Below is a block of records. Copy every line in it that contains the word "most".
===== Data
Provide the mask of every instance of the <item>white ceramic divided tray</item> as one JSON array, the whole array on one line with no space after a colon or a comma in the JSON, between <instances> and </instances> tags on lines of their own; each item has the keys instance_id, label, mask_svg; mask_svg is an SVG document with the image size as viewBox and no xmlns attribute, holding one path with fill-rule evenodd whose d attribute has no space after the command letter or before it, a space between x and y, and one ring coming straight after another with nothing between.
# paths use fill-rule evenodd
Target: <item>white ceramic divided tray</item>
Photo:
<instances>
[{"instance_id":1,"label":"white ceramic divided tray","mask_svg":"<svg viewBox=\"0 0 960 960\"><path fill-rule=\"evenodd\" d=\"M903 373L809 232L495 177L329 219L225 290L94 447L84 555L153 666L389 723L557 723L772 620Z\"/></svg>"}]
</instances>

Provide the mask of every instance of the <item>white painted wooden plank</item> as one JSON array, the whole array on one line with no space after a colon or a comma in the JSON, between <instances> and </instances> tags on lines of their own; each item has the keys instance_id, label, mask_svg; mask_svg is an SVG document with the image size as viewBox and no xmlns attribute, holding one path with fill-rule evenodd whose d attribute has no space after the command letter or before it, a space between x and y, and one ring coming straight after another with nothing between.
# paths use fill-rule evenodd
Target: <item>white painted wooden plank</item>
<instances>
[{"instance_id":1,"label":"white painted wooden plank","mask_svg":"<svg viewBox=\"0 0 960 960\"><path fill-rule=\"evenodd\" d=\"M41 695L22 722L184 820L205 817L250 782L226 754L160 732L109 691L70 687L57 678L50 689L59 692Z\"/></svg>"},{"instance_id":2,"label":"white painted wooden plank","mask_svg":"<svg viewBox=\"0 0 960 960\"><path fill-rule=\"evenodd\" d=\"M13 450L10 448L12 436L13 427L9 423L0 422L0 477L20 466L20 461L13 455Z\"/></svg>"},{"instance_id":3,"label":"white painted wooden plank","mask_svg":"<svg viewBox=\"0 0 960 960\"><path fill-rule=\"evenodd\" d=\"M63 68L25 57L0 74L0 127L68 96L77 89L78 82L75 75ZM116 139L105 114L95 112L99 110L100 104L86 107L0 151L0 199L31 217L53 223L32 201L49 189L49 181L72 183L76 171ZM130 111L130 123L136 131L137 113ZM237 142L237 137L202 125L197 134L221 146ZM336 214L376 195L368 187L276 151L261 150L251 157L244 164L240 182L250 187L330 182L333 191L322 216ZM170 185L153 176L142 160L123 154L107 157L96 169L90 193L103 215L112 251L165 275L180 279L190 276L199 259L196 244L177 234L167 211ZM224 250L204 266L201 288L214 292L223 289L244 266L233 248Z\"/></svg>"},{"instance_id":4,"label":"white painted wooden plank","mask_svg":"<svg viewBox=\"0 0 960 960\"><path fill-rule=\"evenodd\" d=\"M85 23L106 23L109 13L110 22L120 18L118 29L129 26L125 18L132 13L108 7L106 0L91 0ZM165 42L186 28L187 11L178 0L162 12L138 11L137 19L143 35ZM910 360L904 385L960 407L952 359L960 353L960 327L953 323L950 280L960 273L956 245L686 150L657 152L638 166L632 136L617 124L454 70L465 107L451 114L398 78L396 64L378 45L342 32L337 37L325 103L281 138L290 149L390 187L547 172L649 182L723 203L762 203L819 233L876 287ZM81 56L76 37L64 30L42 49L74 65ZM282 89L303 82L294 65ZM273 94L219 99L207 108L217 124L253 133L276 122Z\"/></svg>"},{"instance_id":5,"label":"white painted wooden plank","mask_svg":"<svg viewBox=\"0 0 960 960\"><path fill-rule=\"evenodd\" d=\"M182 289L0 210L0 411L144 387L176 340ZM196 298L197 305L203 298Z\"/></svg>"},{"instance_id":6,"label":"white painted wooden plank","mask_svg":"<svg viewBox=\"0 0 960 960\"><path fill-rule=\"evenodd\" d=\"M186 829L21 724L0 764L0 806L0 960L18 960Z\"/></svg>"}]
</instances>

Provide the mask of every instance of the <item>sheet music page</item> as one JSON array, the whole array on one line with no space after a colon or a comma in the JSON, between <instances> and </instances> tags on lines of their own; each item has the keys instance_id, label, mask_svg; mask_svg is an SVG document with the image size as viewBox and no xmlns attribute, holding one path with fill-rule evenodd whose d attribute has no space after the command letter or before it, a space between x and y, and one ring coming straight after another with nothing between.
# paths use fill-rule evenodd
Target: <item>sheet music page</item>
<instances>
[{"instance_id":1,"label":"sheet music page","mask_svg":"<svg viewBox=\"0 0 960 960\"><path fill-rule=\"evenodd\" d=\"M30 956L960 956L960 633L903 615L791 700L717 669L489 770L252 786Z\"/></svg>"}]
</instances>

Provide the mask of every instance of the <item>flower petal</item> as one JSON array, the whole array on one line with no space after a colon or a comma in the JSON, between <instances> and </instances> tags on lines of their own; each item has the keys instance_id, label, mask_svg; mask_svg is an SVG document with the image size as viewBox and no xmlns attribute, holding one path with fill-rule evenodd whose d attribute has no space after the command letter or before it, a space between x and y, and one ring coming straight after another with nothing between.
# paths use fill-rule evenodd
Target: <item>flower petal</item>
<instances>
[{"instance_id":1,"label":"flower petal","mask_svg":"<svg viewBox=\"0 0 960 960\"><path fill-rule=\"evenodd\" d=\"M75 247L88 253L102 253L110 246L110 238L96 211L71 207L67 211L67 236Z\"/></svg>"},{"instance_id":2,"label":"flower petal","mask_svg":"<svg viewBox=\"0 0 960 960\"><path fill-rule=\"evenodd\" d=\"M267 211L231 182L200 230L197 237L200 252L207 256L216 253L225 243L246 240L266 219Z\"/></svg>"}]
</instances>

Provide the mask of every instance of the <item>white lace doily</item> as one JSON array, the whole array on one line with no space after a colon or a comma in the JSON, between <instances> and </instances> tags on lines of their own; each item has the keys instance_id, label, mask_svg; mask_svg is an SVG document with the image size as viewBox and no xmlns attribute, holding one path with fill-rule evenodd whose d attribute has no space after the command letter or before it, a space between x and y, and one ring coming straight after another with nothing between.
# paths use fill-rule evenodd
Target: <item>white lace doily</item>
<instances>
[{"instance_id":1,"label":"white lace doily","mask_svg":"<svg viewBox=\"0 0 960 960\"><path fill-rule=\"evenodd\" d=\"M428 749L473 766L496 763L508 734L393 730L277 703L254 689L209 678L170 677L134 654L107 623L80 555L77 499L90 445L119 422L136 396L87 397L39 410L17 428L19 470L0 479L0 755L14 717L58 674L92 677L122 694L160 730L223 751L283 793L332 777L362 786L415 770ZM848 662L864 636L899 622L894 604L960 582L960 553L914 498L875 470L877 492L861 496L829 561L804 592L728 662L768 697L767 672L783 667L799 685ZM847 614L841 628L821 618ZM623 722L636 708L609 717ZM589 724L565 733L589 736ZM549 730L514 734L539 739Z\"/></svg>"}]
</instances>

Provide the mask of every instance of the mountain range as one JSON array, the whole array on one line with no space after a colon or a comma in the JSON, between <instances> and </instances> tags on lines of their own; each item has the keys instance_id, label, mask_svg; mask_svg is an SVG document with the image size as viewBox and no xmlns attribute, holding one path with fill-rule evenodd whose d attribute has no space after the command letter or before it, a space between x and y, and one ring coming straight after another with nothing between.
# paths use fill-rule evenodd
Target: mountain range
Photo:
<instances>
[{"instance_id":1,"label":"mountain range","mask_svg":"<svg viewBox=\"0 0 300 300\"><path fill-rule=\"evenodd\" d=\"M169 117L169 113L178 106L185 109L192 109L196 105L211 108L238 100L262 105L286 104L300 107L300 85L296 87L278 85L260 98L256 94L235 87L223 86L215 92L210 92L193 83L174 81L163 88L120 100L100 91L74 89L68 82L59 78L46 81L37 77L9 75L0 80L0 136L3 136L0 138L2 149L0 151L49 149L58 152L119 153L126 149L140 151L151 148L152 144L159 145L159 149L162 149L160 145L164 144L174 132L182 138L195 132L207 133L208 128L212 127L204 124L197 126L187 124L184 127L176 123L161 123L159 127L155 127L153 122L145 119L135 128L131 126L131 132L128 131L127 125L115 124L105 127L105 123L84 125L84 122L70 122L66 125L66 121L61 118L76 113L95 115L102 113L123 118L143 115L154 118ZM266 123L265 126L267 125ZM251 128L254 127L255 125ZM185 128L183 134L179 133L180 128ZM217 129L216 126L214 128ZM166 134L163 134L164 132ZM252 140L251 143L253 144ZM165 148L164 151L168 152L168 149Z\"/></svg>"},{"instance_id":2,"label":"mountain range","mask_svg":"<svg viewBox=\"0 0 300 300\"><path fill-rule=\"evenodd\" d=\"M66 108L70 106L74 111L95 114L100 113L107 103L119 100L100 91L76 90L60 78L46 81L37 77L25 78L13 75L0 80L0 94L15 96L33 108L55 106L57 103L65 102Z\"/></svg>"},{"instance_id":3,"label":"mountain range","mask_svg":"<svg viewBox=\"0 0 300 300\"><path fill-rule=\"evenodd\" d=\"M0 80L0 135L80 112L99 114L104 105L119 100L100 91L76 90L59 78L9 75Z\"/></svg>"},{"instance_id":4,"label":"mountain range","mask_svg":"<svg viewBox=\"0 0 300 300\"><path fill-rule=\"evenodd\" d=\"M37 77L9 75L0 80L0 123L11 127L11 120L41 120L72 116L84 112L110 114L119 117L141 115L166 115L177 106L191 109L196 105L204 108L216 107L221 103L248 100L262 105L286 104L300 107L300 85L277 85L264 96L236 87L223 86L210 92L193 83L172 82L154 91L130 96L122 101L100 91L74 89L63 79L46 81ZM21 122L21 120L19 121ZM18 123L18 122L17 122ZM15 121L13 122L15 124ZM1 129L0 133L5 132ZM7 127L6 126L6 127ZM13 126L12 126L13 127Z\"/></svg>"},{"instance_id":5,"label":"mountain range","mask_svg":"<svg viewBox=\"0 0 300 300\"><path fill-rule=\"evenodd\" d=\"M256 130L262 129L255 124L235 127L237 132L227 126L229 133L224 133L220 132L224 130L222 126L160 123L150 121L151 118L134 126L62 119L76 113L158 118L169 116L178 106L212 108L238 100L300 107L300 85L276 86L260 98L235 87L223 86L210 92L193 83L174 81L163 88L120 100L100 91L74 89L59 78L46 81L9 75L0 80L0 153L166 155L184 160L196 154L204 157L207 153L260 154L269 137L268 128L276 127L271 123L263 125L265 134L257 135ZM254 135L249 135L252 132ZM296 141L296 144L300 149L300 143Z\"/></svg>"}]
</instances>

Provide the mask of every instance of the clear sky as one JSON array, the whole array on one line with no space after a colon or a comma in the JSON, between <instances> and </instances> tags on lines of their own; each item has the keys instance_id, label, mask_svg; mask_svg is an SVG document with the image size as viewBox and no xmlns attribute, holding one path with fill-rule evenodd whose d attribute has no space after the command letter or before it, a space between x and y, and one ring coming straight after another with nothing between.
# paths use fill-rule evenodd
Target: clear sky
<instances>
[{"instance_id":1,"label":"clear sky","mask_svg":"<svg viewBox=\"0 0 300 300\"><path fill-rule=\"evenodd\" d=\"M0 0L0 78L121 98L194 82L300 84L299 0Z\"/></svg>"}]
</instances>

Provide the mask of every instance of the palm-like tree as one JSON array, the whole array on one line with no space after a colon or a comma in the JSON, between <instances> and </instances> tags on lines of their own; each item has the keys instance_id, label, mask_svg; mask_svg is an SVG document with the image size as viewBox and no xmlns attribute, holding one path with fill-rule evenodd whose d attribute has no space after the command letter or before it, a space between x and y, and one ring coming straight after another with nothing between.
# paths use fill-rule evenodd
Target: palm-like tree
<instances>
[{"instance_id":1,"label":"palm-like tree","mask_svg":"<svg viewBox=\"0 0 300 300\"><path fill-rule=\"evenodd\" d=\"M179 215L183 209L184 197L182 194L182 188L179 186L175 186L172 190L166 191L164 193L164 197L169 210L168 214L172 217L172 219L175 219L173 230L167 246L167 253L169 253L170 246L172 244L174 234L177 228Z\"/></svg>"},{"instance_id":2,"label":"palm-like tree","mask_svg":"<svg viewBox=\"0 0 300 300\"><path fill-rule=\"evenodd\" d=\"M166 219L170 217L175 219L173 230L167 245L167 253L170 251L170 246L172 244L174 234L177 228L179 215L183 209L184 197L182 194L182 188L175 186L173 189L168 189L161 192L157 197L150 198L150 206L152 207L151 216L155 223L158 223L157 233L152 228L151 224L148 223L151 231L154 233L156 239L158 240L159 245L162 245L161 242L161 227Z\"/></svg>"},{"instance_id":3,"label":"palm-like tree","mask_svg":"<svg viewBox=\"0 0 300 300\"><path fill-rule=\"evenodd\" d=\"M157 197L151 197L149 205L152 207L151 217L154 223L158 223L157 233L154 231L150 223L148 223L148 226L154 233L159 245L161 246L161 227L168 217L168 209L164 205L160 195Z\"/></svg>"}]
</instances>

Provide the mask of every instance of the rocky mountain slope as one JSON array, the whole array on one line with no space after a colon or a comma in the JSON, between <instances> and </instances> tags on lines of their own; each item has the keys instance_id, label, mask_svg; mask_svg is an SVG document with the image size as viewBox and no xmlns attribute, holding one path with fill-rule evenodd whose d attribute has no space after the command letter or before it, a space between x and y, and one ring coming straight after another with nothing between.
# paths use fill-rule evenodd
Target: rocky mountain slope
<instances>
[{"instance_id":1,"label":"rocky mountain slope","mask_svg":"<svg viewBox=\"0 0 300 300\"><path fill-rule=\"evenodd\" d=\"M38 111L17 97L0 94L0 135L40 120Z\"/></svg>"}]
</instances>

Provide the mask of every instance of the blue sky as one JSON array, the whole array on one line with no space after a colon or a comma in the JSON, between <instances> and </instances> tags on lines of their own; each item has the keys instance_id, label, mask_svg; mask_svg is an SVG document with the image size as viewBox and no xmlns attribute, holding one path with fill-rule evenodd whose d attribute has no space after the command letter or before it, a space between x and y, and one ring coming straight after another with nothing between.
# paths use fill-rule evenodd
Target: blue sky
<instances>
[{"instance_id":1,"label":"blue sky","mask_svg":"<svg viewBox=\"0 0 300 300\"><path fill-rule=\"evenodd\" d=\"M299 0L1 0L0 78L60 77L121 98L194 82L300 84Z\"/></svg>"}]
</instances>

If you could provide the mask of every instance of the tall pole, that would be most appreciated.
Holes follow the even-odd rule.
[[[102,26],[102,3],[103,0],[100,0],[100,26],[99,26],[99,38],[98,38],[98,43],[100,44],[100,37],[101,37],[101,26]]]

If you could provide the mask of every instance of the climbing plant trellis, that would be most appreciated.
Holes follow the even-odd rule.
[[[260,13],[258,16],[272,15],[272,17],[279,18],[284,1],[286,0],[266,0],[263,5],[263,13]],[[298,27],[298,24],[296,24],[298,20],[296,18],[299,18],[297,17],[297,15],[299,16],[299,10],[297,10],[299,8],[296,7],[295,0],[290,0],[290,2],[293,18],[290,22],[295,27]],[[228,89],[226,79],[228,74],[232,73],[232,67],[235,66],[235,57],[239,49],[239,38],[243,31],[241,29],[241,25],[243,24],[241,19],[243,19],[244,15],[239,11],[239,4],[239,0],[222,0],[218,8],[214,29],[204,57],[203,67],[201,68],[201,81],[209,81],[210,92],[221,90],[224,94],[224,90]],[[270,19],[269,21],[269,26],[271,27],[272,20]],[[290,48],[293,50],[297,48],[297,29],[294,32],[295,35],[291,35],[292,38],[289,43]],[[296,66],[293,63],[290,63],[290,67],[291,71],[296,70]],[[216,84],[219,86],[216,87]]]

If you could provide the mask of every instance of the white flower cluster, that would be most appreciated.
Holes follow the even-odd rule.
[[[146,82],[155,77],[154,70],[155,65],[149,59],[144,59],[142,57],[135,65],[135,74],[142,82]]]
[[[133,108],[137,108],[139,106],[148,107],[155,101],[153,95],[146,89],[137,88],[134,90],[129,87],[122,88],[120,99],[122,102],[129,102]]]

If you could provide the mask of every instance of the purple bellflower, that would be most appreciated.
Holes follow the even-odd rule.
==========
→ **Expected answer**
If you could provide the mask of every instance of the tall pole, that would be most appreciated.
If you could provide the mask of every instance of the climbing plant trellis, that would be most appreciated.
If you could provide the mask of every instance of the white flower cluster, that would be most appreciated.
If you could provide the mask of every instance of the purple bellflower, that would be most appreciated.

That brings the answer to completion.